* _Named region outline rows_
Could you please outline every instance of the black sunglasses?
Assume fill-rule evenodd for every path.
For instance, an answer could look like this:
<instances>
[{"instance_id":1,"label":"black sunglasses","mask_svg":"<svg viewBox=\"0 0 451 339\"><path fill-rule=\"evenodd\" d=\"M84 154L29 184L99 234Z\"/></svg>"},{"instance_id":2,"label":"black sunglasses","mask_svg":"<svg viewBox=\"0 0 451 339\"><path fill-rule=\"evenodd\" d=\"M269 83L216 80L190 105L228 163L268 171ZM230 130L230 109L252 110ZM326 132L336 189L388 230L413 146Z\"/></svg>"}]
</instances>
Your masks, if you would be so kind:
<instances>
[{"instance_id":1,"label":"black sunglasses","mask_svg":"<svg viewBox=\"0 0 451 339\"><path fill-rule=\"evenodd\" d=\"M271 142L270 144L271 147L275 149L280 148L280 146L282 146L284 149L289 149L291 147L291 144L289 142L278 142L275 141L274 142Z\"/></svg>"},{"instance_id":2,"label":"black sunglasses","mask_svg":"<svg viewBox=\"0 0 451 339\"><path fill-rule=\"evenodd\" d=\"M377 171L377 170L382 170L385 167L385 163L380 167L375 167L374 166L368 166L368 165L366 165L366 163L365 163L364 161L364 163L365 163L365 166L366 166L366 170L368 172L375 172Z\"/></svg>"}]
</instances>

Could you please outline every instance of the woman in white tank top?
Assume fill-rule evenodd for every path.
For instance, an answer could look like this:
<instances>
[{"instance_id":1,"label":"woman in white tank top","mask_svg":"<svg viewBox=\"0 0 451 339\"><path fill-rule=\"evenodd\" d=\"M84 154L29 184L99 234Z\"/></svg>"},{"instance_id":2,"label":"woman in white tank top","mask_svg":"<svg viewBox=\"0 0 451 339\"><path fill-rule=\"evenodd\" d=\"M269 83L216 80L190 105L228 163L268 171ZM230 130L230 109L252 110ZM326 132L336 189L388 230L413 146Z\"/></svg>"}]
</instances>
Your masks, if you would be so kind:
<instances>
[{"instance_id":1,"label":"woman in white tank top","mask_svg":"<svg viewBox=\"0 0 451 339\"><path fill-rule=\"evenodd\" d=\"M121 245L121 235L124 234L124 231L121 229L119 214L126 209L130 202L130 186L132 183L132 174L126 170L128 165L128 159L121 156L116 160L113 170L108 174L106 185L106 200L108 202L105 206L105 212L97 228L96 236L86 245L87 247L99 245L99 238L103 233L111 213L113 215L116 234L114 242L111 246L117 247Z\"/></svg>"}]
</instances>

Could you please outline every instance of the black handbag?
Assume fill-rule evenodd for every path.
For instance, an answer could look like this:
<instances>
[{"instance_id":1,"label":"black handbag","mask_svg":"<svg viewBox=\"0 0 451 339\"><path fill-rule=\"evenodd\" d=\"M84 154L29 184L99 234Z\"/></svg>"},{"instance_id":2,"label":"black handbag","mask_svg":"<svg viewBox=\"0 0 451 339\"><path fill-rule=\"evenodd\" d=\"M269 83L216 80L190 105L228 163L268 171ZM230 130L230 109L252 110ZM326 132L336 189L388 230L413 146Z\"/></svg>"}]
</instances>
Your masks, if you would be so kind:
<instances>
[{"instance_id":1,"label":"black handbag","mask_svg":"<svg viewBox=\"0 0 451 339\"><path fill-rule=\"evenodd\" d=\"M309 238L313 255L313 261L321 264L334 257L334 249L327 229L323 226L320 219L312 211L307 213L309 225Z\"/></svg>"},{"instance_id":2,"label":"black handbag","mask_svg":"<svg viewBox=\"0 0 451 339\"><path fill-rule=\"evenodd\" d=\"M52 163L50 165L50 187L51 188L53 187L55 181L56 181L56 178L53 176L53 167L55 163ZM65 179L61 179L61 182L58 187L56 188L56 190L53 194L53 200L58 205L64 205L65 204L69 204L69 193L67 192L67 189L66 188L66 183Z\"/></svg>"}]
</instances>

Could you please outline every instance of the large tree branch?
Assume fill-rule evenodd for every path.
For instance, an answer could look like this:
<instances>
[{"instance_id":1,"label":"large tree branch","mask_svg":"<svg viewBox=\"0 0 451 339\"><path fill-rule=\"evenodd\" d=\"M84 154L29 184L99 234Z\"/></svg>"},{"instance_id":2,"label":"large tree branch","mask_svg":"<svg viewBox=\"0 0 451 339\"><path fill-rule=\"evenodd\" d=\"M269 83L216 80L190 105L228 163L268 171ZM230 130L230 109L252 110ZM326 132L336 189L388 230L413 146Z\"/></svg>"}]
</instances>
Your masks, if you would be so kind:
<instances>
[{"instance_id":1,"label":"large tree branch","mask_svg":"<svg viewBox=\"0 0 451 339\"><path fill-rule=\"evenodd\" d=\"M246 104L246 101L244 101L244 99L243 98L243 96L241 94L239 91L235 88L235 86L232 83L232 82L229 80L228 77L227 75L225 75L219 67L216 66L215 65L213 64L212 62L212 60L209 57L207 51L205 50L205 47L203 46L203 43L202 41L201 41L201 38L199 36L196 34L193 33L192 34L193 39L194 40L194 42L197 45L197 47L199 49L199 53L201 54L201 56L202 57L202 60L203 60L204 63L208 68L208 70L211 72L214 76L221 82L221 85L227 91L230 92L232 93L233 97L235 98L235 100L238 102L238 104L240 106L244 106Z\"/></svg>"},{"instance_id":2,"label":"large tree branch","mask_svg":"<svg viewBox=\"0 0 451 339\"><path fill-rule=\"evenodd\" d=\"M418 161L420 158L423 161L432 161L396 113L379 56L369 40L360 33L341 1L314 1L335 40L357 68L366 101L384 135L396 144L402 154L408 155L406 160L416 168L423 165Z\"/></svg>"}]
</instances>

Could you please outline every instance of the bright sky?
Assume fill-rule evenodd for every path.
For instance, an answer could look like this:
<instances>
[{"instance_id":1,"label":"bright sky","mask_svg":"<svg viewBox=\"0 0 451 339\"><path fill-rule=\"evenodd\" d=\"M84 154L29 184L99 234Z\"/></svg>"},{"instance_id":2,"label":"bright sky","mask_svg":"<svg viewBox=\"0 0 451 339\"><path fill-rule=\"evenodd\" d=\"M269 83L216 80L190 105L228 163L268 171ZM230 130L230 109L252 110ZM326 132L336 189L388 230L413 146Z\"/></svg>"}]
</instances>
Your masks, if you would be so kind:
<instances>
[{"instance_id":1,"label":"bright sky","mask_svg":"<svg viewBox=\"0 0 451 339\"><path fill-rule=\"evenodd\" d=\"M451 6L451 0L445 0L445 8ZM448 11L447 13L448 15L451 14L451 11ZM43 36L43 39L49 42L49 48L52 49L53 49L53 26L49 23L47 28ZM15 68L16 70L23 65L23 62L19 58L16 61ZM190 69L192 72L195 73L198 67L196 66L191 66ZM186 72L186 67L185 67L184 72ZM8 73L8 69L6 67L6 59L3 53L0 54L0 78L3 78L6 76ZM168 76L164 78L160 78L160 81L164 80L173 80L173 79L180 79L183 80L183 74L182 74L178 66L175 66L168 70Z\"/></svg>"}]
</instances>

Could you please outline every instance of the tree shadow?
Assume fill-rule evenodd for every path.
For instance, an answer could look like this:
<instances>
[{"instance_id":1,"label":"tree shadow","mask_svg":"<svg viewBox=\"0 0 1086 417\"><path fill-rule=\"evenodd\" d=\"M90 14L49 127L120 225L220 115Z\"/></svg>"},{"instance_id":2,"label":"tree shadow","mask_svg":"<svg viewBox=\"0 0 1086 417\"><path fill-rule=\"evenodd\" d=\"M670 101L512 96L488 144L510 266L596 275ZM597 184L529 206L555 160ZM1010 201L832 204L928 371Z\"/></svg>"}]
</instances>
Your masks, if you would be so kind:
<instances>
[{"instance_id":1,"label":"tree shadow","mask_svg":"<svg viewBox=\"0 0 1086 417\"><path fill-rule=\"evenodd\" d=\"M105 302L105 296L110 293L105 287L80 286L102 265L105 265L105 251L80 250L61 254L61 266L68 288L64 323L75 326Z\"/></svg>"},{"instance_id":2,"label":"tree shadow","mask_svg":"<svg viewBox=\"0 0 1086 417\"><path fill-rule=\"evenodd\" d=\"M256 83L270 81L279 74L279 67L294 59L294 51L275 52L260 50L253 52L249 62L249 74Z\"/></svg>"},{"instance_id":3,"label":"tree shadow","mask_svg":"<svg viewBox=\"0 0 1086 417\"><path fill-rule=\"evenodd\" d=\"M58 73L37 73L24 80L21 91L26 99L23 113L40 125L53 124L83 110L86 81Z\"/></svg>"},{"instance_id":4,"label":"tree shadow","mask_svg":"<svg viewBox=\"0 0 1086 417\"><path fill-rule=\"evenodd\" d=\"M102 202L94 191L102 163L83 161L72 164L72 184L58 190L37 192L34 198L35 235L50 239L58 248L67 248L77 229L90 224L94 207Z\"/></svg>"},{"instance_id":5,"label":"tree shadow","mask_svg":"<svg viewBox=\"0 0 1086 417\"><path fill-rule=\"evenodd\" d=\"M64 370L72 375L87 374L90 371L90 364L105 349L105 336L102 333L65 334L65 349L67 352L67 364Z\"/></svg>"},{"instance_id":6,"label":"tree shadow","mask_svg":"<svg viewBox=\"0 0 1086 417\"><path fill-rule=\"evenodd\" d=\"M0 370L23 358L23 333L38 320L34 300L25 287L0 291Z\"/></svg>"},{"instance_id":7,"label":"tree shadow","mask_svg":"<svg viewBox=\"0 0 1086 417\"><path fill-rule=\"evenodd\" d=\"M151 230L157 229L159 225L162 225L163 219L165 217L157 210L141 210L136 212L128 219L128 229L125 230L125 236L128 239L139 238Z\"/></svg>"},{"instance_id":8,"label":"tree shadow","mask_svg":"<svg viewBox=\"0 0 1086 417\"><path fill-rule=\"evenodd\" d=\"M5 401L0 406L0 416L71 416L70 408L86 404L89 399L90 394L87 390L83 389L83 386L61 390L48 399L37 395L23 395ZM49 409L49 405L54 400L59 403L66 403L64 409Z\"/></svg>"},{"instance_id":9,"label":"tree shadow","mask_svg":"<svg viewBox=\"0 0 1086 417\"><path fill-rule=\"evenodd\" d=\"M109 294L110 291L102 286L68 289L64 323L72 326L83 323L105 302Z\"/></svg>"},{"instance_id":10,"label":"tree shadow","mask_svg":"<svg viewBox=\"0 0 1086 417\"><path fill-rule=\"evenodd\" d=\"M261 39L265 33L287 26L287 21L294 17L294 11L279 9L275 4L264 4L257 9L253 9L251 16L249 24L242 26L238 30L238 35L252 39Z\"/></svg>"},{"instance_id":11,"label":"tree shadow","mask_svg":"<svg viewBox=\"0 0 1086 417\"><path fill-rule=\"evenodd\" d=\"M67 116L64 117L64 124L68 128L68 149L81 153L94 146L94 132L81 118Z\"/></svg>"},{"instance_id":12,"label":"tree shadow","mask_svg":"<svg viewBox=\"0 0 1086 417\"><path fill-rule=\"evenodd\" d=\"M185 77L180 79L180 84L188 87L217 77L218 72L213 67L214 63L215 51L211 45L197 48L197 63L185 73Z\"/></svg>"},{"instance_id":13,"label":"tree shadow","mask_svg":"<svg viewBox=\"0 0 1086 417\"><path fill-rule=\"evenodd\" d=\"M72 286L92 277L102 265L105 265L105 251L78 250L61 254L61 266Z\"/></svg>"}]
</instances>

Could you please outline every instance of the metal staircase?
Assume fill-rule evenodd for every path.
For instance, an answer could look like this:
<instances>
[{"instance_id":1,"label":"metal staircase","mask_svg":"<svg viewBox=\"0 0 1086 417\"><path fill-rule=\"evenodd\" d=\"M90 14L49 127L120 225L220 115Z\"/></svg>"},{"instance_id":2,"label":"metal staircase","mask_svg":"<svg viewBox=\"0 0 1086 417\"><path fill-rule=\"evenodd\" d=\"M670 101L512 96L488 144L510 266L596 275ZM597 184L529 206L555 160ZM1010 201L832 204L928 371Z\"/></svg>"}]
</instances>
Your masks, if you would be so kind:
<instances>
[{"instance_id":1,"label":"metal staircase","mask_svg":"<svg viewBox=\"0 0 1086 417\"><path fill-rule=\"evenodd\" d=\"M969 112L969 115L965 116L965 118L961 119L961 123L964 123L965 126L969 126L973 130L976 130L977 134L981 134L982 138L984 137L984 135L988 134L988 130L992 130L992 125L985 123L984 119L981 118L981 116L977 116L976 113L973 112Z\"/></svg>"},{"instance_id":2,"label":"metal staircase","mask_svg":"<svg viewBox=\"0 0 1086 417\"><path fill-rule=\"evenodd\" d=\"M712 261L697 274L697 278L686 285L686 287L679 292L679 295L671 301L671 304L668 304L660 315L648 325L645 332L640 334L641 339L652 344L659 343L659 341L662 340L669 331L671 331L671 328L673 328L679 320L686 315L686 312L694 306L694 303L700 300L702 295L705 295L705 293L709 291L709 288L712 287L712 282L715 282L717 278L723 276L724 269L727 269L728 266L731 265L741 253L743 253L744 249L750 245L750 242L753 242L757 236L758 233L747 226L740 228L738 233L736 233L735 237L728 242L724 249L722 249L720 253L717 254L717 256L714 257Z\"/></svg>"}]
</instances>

* _Task requirements_
Arrange the lines, starting with the line containing "Could you please outline every instance of the metal" and going on through the end of the rows, as a Markdown table with two columns, Number and Text. Leave out any blank lines.

* _Output_
| Number | Text |
|---|---|
| 1 | Could you please outline every instance of the metal staircase? |
| 2 | Assume fill-rule evenodd for every path. |
| 3 | For instance, an answer could look like this: |
| 4 | <instances> |
| 5 | [{"instance_id":1,"label":"metal staircase","mask_svg":"<svg viewBox=\"0 0 1086 417\"><path fill-rule=\"evenodd\" d=\"M90 14L49 127L120 225L220 115Z\"/></svg>"},{"instance_id":2,"label":"metal staircase","mask_svg":"<svg viewBox=\"0 0 1086 417\"><path fill-rule=\"evenodd\" d=\"M670 101L512 96L488 144L510 266L596 275ZM597 184L529 206L555 160ZM1010 201L832 204L928 371Z\"/></svg>"}] |
| 6 | </instances> |
| 7 | Your masks, if you would be so kind: |
| 8 | <instances> |
| 9 | [{"instance_id":1,"label":"metal staircase","mask_svg":"<svg viewBox=\"0 0 1086 417\"><path fill-rule=\"evenodd\" d=\"M969 112L969 115L965 116L965 118L961 119L961 123L964 123L965 126L969 126L973 130L976 130L977 134L981 134L982 138L984 137L984 135L988 134L988 130L992 130L992 125L985 123L984 119L981 118L981 116L977 116L976 113L973 112Z\"/></svg>"},{"instance_id":2,"label":"metal staircase","mask_svg":"<svg viewBox=\"0 0 1086 417\"><path fill-rule=\"evenodd\" d=\"M712 261L697 274L697 278L686 285L686 287L679 292L679 295L671 301L671 304L668 304L660 315L648 325L645 332L640 334L641 339L652 344L659 343L659 341L662 340L669 331L671 331L671 328L673 328L679 320L686 315L686 312L694 306L694 303L700 300L702 295L705 295L705 293L709 291L709 288L712 287L712 282L715 282L717 278L723 276L724 269L727 269L728 266L731 265L741 253L743 253L744 249L750 245L750 242L753 242L757 236L758 233L747 226L740 228L738 233L736 233L735 237L728 242L724 249L722 249L720 253L717 254L717 256L714 257Z\"/></svg>"}] |
| 10 | </instances> |